> **Referring expression data**
********

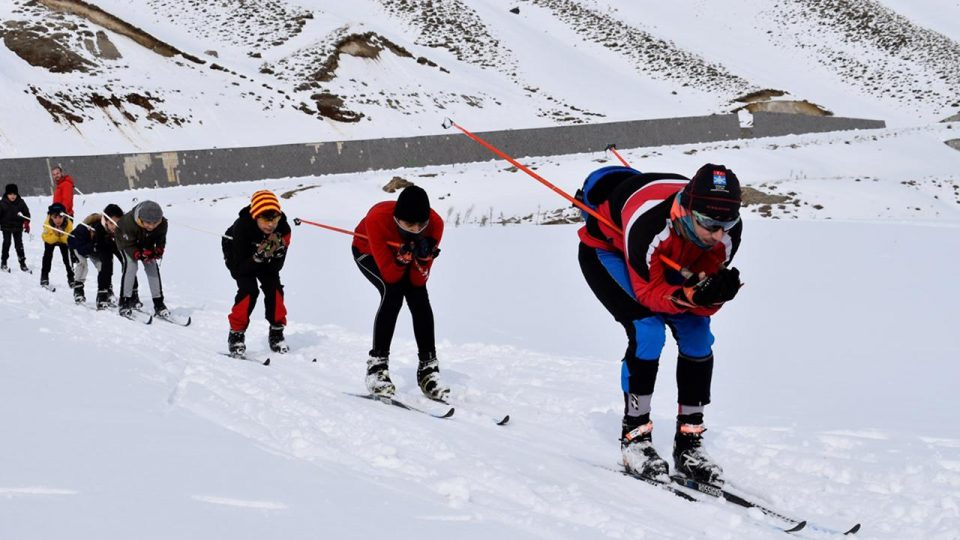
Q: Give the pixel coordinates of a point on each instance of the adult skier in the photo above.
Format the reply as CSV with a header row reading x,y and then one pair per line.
x,y
94,242
12,207
142,238
668,268
254,250
394,247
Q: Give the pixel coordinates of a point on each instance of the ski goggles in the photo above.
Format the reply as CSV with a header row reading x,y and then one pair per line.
x,y
714,225
412,227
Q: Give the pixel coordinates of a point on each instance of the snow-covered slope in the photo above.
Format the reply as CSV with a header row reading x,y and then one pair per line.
x,y
161,74
833,396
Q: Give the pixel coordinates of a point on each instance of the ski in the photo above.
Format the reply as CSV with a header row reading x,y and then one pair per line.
x,y
721,492
138,316
396,403
244,357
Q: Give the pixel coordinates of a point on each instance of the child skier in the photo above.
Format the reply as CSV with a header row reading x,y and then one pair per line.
x,y
13,225
142,237
394,248
94,241
56,230
254,249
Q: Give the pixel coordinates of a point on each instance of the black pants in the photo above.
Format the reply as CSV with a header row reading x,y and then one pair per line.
x,y
48,260
391,300
246,299
17,237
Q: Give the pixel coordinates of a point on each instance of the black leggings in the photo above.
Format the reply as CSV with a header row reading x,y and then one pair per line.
x,y
391,300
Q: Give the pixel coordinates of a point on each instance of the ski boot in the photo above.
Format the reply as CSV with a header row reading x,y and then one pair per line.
x,y
428,377
689,457
378,376
78,296
238,349
639,456
104,300
159,308
275,338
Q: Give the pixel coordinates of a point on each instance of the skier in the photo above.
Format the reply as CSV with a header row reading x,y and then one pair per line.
x,y
394,247
63,188
56,230
142,237
95,242
12,207
665,219
254,249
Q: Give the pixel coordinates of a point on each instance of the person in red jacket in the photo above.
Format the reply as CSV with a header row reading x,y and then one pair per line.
x,y
63,189
666,266
394,247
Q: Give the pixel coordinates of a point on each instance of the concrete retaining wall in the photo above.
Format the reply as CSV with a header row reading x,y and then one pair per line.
x,y
118,172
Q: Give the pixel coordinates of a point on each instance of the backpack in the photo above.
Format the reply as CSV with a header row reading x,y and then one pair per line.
x,y
600,183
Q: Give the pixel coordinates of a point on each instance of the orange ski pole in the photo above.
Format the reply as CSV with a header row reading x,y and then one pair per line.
x,y
448,122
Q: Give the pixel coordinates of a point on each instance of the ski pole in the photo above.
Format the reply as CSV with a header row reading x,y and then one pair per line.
x,y
298,221
448,122
613,148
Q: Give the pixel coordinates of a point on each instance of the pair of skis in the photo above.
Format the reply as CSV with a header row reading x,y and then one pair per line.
x,y
682,486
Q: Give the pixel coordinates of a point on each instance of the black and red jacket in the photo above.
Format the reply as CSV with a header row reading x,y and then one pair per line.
x,y
378,229
640,206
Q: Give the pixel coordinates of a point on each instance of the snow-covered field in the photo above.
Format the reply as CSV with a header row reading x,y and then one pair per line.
x,y
834,392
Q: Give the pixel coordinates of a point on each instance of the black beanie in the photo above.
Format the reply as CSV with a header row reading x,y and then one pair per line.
x,y
113,211
413,205
714,192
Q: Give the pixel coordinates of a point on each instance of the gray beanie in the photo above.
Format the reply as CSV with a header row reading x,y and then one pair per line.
x,y
148,211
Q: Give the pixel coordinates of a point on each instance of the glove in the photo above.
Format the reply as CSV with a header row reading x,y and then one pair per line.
x,y
405,254
425,249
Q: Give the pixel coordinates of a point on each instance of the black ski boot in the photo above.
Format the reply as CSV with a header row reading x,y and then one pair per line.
x,y
104,300
378,376
639,455
275,338
159,308
78,295
428,377
689,457
238,349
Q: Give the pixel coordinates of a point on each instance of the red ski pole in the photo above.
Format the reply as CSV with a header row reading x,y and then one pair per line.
x,y
448,122
613,148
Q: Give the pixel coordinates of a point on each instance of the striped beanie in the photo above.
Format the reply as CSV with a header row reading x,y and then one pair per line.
x,y
263,201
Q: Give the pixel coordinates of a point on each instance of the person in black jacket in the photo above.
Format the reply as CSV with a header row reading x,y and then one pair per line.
x,y
94,240
254,249
13,225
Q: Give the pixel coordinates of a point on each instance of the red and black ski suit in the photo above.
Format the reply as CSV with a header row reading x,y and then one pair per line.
x,y
627,273
238,255
377,259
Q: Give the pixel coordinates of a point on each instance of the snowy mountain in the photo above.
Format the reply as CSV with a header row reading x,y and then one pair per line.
x,y
129,75
836,365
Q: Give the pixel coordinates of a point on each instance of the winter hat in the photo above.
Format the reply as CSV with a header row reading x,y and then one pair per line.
x,y
113,211
148,211
413,205
714,192
263,201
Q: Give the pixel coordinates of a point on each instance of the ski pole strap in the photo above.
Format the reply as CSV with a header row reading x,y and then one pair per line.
x,y
534,175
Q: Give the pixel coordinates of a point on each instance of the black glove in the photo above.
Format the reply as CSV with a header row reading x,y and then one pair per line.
x,y
717,288
425,248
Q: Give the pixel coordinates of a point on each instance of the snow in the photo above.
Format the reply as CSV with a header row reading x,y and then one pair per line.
x,y
833,393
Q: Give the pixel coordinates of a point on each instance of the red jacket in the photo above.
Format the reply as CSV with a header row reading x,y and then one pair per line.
x,y
641,206
379,228
63,193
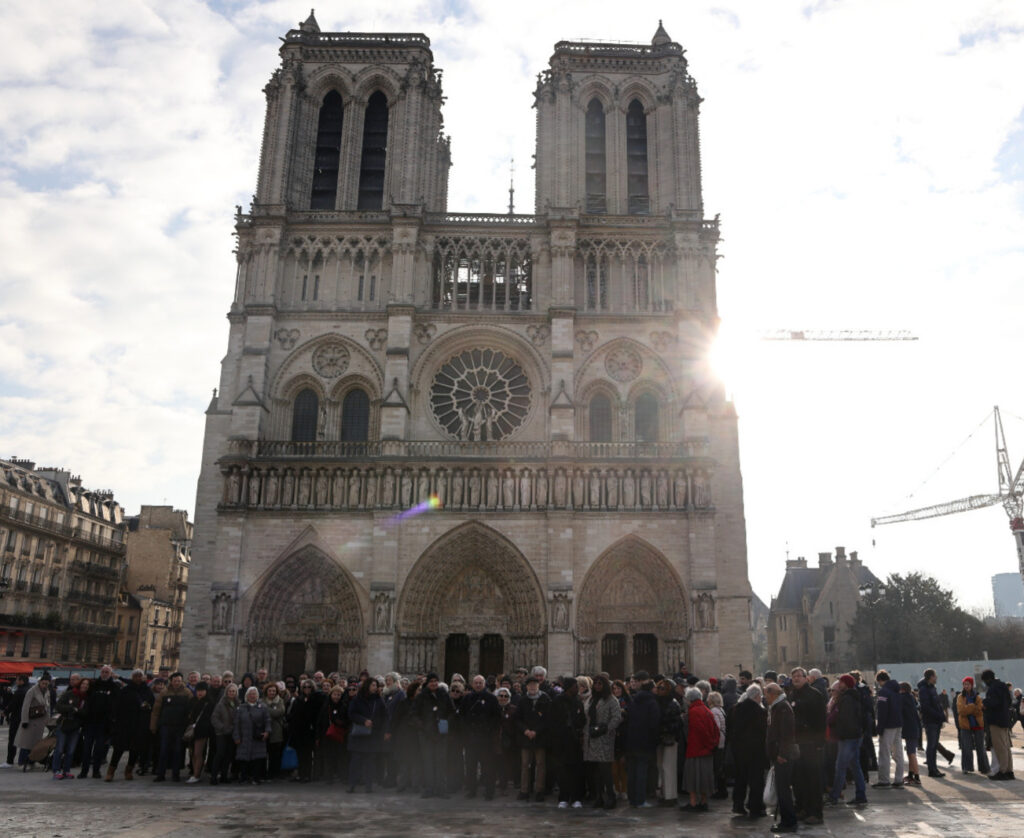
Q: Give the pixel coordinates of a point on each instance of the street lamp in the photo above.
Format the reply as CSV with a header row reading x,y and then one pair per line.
x,y
870,595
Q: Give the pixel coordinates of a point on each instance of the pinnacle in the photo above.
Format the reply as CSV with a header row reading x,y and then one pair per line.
x,y
660,37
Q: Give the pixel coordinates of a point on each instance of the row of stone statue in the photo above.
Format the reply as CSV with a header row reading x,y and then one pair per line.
x,y
466,489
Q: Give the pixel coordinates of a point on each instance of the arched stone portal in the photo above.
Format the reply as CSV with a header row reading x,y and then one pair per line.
x,y
471,592
632,613
305,616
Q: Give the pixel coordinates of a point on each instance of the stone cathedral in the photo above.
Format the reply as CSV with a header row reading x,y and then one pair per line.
x,y
471,442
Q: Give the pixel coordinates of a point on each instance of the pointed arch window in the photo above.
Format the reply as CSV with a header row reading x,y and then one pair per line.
x,y
636,159
305,413
646,418
374,154
600,418
355,417
595,159
328,159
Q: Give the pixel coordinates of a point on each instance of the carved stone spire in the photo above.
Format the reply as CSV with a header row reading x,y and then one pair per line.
x,y
310,25
660,37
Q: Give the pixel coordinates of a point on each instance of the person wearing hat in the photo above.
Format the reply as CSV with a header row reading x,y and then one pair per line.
x,y
849,728
36,714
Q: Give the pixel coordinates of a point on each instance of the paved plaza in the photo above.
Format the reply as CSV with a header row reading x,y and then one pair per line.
x,y
33,804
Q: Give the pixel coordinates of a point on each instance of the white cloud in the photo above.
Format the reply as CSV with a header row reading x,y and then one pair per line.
x,y
857,153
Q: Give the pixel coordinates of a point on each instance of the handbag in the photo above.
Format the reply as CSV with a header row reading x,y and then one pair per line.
x,y
770,796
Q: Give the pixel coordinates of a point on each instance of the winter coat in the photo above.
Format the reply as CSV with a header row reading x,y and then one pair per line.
x,y
71,708
223,716
534,715
970,711
701,730
302,718
748,728
132,708
361,709
780,739
890,706
251,722
275,707
809,715
911,719
99,702
671,723
850,718
565,728
996,703
171,708
607,713
645,718
201,714
931,709
430,708
31,730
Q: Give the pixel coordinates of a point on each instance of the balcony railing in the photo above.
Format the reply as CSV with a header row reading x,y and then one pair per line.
x,y
446,450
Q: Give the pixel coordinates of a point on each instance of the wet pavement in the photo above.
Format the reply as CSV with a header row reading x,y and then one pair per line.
x,y
33,804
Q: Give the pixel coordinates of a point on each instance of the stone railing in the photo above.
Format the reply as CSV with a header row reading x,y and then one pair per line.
x,y
640,485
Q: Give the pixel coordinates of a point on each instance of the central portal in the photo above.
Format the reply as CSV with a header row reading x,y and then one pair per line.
x,y
471,604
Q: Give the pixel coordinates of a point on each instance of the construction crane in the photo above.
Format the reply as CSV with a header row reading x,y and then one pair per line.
x,y
1011,496
837,334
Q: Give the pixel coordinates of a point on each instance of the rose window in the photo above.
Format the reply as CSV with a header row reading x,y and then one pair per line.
x,y
480,395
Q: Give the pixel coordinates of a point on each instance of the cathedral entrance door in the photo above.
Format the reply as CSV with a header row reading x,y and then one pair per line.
x,y
456,656
613,655
294,660
327,657
645,654
492,655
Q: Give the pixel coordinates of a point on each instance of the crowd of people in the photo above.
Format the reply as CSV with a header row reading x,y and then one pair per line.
x,y
794,744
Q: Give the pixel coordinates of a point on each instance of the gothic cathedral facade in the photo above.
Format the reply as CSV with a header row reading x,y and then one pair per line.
x,y
471,443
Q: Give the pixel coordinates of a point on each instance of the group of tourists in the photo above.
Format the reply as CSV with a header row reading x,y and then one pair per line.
x,y
794,744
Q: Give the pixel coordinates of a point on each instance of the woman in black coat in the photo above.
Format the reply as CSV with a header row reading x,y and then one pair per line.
x,y
366,739
748,728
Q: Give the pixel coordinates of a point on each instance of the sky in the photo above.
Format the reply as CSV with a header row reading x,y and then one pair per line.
x,y
866,159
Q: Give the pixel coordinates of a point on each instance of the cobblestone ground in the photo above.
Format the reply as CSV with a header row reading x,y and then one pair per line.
x,y
32,804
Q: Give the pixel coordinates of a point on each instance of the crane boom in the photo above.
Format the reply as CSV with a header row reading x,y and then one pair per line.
x,y
963,505
837,334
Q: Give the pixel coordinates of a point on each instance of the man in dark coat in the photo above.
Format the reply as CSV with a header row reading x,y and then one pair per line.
x,y
13,712
809,716
567,720
480,719
781,750
433,710
849,728
640,740
996,706
748,727
98,721
933,716
531,725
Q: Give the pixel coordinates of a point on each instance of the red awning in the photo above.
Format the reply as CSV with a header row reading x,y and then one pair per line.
x,y
24,667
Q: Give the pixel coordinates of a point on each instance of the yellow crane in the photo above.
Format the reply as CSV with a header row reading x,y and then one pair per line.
x,y
1011,495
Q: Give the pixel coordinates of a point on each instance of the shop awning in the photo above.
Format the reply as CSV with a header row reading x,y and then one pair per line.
x,y
23,667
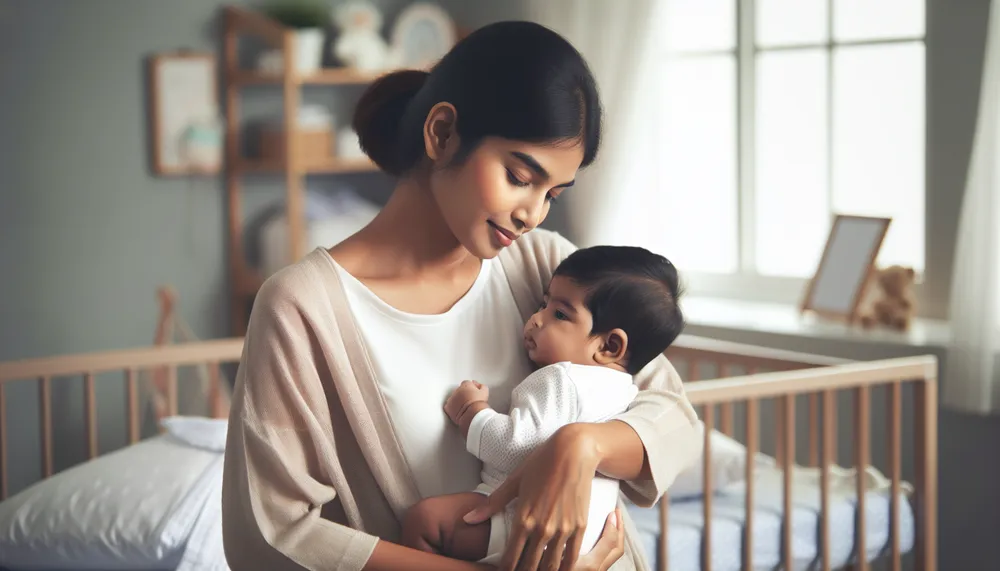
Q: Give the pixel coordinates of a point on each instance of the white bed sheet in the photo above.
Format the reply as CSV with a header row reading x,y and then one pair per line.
x,y
686,526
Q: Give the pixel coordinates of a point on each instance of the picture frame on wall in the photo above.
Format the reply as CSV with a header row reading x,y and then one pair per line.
x,y
185,128
844,269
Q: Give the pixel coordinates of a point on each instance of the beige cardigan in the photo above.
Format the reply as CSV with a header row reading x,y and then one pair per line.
x,y
314,474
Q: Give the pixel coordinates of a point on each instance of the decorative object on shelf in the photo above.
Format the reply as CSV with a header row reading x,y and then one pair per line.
x,y
889,299
307,18
348,144
422,35
846,266
330,218
184,113
359,44
315,136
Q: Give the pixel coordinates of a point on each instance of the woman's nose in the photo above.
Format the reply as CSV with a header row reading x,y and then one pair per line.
x,y
530,215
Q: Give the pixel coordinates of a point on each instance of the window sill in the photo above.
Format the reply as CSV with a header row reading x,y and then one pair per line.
x,y
786,320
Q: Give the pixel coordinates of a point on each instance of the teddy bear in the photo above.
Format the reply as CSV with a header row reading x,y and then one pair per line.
x,y
359,45
891,301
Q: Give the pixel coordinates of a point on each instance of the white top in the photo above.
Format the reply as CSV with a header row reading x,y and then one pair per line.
x,y
548,399
483,334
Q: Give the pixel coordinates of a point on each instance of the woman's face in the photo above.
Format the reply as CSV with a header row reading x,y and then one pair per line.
x,y
502,190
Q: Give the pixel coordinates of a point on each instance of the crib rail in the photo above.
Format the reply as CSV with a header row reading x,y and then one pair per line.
x,y
129,362
745,378
820,381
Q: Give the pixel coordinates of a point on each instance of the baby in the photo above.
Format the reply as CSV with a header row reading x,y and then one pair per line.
x,y
608,311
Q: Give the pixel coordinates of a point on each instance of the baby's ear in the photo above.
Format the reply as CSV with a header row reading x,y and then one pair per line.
x,y
614,346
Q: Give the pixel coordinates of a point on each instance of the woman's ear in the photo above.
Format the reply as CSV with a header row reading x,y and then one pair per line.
x,y
613,347
440,135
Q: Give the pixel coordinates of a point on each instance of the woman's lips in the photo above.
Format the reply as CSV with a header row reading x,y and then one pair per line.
x,y
504,237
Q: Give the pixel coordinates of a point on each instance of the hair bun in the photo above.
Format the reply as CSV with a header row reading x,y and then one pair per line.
x,y
379,113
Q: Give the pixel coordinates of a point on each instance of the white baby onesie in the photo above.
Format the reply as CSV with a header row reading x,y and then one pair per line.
x,y
546,400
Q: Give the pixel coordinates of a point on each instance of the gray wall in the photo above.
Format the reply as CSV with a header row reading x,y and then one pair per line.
x,y
87,234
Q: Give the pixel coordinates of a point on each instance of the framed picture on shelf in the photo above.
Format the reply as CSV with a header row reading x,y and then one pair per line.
x,y
184,123
845,267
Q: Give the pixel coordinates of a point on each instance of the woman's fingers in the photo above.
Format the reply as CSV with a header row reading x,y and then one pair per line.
x,y
553,555
572,553
533,550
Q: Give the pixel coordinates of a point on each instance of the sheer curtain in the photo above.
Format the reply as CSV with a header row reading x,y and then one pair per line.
x,y
618,40
972,378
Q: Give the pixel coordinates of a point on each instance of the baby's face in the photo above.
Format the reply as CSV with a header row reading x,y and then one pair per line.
x,y
560,329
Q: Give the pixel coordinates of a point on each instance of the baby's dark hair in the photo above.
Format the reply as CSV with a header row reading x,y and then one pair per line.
x,y
631,289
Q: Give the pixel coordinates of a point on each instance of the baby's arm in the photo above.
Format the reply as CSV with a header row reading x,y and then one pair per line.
x,y
543,403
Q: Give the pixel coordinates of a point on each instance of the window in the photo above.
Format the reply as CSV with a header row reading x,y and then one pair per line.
x,y
774,115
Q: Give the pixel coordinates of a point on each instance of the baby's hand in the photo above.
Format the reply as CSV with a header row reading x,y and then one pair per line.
x,y
467,393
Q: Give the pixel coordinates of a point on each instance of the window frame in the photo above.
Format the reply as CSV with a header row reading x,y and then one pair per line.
x,y
746,284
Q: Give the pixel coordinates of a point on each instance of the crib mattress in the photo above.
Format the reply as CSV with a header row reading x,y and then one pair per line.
x,y
686,527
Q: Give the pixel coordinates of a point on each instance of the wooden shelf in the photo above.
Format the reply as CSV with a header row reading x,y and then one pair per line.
x,y
326,76
333,166
245,280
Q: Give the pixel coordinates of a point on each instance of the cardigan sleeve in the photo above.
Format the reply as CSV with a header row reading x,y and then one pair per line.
x,y
280,445
660,414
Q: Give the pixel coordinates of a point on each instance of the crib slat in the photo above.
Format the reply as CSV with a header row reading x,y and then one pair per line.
x,y
779,423
814,429
788,434
172,390
91,414
45,398
706,545
829,442
215,391
3,444
753,437
726,412
862,433
926,446
663,562
895,468
132,396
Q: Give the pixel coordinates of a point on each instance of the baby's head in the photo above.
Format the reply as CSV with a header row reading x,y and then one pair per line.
x,y
613,306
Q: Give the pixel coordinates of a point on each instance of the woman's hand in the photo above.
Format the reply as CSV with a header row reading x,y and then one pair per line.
x,y
553,489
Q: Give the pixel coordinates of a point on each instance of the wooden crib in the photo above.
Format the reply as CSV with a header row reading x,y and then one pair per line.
x,y
746,379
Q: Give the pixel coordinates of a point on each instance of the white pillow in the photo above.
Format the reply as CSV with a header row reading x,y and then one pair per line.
x,y
131,509
728,465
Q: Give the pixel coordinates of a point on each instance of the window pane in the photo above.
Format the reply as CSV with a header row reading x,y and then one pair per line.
x,y
877,19
792,195
695,212
791,22
700,25
878,142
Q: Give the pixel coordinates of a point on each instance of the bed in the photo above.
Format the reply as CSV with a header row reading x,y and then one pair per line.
x,y
153,503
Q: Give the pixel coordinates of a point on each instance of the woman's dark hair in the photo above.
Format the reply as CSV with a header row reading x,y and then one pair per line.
x,y
514,80
631,289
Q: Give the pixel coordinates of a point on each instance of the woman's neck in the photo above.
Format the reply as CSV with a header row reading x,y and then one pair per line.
x,y
409,236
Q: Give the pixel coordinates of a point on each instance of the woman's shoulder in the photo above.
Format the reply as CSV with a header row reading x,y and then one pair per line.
x,y
302,286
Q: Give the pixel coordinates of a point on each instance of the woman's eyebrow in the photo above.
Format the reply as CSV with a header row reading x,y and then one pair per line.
x,y
534,165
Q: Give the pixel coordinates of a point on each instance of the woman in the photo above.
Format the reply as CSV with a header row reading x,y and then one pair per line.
x,y
337,424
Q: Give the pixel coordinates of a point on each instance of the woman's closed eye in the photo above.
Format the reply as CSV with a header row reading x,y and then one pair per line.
x,y
513,179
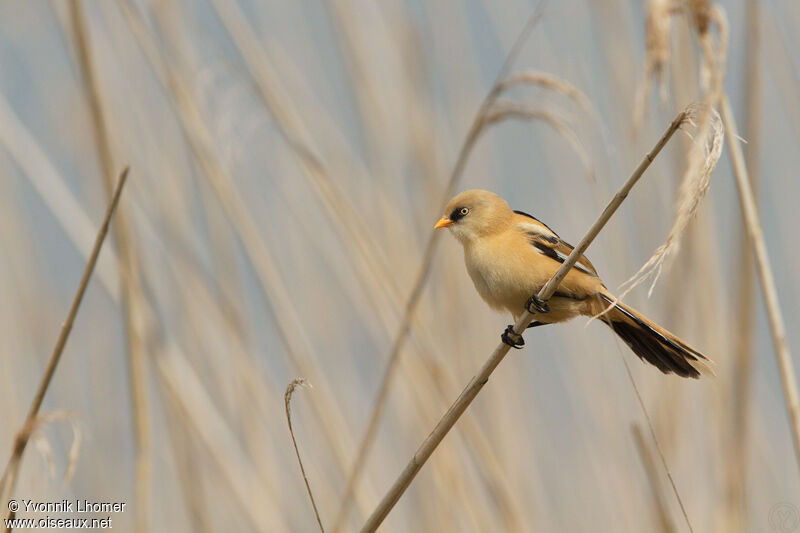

********

> **What the exercise asks**
Each line in the records above with "person" must be returned.

> **Result of the exercise**
Q: Give the pixel coordinates of a point on each instance of the person in red jacket in the photo above.
Q: Give the pixel coordinates of a point on each instance of the person in black jacket in the photo above.
Q: Give the pixel coordinates of a point on each instance of the person wearing hat in the photo above.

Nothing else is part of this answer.